> _GIVEN EXERCISE_
Convert the entries below, from the first line through the line containing "[0,175,1024,378]", into a JSON list of strings with one string per line, omitting any blank lines.

> _RECORDED INFORMATION_
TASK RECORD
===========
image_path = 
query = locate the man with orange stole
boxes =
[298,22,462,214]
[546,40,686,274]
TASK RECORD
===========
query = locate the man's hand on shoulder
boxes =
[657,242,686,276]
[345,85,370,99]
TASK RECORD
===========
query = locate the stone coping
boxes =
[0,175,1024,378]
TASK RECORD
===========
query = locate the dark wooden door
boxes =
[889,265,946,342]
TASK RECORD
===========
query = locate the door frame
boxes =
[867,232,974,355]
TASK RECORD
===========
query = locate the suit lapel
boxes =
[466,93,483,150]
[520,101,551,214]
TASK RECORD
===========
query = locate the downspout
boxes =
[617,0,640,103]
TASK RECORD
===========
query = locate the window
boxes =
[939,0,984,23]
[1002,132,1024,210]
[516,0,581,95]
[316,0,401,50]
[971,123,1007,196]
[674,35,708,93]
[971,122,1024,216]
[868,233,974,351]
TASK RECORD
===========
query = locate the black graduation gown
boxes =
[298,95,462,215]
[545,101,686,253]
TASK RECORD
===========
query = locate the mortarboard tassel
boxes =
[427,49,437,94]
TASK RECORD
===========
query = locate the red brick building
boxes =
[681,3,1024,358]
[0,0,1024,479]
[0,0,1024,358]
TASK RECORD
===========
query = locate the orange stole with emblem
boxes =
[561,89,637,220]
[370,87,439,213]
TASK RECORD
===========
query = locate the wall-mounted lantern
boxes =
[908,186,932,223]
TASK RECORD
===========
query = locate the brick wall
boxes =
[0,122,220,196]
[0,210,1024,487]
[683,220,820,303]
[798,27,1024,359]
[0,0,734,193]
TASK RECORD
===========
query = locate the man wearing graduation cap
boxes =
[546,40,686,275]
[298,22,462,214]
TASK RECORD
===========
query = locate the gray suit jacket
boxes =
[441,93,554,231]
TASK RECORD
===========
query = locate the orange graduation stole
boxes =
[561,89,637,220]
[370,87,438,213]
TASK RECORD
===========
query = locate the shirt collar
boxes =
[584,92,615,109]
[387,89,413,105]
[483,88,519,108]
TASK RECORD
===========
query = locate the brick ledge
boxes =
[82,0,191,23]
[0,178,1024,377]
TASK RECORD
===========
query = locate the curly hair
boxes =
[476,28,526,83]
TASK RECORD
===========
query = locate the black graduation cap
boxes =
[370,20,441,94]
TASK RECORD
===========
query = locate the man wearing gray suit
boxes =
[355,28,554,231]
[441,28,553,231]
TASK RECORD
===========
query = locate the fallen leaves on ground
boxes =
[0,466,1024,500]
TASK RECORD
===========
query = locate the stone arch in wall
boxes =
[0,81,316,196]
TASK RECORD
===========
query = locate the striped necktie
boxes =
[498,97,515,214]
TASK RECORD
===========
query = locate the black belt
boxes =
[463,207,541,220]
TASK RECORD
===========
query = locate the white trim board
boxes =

> _SOLUTION BELOW_
[
  "TASK RECORD",
  "===========",
  "image_path = ",
  "query = locate the man with orange stole",
  "boxes =",
  "[298,22,462,214]",
  "[546,40,686,274]",
  "TASK RECORD",
  "===========",
  "query = locate the man's hand on shoulder",
  "boxes =",
  "[657,242,686,276]",
  "[345,85,370,99]",
  "TASK RECORD",
  "===========",
  "query = locate the stone coping",
  "boxes =",
  "[0,175,1024,378]"
]